▼▼▼
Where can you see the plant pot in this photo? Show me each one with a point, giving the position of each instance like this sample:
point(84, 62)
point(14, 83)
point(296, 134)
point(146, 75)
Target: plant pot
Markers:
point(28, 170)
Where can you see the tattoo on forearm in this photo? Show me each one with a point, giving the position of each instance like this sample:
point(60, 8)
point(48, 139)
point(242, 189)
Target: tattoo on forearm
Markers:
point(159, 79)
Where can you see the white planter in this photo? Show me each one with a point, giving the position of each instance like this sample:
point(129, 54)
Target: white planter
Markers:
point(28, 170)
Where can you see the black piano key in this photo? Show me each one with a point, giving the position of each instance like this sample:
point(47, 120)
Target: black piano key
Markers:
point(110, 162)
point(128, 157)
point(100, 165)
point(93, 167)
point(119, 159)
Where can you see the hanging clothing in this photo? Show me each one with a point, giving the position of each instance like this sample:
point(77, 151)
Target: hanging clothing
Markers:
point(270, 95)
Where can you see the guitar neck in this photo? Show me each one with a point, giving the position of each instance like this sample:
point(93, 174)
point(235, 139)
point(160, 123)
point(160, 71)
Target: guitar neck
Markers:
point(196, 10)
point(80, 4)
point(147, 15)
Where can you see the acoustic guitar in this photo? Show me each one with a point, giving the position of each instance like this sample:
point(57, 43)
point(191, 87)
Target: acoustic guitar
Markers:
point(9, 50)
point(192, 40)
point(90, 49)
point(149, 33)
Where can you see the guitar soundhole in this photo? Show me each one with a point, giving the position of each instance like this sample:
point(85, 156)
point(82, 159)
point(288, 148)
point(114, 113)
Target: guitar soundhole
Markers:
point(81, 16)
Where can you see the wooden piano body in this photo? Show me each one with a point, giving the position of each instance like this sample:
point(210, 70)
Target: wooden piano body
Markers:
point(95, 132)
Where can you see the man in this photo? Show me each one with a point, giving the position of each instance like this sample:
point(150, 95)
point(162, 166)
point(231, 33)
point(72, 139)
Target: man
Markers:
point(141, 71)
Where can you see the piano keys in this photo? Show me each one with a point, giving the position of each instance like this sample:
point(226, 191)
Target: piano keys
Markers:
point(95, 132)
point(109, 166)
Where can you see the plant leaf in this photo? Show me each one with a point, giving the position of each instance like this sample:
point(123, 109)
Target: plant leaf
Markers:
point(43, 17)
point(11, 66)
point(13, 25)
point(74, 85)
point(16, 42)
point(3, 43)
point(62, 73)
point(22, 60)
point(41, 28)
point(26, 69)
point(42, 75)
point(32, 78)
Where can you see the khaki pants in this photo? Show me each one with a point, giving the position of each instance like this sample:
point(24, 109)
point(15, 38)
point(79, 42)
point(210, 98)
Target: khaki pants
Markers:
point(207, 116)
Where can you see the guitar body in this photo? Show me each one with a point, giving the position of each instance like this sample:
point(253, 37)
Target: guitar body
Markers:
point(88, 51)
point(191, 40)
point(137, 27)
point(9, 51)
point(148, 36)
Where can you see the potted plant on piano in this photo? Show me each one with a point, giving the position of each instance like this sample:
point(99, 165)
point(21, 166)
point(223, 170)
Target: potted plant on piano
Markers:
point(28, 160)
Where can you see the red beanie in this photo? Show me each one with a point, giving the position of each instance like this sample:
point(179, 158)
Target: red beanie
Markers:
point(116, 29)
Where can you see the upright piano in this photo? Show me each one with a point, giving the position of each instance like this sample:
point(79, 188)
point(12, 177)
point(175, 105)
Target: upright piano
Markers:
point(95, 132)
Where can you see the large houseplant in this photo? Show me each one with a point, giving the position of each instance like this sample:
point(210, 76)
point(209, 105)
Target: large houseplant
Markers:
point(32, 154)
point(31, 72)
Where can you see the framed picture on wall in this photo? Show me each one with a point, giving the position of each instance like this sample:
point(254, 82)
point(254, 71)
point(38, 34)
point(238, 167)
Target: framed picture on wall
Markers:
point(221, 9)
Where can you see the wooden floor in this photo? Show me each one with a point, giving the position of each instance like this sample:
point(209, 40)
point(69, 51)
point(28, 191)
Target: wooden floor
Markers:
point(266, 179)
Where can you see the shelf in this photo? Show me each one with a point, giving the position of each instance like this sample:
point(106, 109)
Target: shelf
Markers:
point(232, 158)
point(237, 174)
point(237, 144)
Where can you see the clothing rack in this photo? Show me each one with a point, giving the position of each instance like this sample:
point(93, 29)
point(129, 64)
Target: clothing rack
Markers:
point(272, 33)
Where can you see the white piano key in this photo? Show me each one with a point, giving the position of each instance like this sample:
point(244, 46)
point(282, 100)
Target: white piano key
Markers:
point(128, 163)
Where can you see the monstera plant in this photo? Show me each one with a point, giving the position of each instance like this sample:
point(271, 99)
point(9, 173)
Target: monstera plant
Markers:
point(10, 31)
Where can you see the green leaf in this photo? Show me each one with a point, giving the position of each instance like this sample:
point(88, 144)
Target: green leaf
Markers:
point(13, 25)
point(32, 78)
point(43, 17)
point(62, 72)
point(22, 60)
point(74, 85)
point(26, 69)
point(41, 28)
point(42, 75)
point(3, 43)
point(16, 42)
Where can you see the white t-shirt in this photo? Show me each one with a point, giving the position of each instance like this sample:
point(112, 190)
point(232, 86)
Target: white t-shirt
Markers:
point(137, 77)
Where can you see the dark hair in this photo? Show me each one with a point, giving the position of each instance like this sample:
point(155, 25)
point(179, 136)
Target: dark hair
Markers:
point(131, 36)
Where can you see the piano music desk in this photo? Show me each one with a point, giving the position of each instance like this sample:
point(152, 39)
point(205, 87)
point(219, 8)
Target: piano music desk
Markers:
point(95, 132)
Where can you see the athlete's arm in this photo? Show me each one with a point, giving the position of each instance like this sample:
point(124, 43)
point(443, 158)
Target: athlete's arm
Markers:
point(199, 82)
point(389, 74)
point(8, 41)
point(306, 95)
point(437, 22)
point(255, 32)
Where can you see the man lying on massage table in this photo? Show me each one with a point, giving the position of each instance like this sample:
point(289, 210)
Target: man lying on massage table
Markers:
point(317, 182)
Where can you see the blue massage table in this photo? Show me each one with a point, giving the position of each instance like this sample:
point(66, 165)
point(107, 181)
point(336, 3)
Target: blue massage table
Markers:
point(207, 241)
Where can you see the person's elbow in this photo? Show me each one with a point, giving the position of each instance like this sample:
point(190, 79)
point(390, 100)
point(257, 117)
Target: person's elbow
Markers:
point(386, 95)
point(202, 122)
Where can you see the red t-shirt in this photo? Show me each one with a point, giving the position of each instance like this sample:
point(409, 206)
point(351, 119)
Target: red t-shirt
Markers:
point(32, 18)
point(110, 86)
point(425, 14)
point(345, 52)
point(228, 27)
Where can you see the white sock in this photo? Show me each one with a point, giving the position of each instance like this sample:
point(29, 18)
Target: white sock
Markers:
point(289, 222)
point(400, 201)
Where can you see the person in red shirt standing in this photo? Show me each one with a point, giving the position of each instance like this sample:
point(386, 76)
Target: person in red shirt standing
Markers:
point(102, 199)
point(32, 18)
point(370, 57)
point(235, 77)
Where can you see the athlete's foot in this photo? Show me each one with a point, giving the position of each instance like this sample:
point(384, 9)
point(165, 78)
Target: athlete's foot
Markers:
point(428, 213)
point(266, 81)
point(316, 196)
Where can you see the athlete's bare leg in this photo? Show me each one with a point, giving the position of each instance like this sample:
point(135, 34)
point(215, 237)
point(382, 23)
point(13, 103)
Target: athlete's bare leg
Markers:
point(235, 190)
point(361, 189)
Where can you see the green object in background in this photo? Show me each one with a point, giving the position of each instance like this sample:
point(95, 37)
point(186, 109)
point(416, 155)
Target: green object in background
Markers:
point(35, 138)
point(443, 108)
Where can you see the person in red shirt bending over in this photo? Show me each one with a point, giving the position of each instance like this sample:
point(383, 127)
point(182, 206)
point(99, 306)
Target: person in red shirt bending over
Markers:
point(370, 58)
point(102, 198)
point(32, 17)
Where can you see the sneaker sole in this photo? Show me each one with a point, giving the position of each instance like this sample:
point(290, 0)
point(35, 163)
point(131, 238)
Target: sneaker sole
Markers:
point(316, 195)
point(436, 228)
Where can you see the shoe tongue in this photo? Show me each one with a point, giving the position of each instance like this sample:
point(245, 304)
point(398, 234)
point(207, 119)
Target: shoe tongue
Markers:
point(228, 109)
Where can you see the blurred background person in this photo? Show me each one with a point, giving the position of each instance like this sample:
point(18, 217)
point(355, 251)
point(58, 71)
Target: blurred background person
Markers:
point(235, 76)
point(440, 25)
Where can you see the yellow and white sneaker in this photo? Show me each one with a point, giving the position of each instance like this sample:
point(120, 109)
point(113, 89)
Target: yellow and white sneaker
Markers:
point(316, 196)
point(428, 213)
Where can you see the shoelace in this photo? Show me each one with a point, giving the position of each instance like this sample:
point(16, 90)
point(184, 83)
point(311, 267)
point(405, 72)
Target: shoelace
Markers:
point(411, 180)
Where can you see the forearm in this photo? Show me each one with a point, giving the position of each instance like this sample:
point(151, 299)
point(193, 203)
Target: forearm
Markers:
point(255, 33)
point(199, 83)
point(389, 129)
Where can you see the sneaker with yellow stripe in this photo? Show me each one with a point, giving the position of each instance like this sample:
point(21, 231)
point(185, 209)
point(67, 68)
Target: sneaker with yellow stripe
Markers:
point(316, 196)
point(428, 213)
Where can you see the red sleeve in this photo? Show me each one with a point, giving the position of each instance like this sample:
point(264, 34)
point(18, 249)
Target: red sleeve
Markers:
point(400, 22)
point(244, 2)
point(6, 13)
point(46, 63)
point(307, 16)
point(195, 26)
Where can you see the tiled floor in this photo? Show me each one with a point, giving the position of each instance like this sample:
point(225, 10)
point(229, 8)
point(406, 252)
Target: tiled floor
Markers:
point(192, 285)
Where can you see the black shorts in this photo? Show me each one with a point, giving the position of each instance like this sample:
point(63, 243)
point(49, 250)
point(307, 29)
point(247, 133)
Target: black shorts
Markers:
▲▲▲
▼▼▼
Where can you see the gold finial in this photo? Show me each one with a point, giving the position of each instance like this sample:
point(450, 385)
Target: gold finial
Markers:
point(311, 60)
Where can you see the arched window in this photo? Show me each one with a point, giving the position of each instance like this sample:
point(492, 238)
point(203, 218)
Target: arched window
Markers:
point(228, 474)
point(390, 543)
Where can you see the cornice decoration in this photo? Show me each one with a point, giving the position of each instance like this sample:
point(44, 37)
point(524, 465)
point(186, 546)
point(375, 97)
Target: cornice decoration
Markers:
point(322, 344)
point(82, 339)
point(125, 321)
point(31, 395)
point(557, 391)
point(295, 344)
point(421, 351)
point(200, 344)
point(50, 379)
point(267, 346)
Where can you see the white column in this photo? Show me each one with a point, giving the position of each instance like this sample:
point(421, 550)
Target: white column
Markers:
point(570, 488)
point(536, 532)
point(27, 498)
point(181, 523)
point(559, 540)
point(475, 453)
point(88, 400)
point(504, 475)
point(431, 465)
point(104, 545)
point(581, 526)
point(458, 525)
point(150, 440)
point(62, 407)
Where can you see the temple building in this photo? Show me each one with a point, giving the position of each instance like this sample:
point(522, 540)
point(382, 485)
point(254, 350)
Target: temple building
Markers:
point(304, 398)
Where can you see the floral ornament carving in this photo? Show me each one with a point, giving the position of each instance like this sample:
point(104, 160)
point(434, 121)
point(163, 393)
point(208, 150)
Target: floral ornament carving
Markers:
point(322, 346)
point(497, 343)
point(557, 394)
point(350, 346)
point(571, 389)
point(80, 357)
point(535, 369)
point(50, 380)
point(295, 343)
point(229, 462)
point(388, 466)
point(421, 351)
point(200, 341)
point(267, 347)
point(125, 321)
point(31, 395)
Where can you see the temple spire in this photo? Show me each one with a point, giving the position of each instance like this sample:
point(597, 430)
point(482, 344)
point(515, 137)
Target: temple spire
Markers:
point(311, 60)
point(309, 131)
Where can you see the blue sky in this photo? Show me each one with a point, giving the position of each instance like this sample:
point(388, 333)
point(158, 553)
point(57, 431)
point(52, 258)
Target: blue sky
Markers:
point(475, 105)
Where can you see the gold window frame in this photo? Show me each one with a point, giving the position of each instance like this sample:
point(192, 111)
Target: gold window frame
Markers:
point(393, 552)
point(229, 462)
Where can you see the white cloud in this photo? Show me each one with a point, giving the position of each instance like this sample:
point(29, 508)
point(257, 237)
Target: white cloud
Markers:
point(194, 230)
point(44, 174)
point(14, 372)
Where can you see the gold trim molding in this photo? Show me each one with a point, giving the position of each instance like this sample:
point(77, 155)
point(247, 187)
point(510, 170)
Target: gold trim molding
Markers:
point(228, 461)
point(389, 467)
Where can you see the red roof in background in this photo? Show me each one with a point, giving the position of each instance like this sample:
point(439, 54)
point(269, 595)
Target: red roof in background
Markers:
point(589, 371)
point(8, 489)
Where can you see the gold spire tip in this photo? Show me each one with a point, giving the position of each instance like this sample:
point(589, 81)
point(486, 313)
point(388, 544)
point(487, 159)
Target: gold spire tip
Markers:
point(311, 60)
▲▲▲
WHAT YOU WILL DO
Pull out each line of the rows above that contains the word "tongue".

ANSWER IN FULL
Where can you see the shoe tongue in this photo? Show me each one with a point, giving the position of each instance like this sample:
Target: shoe tongue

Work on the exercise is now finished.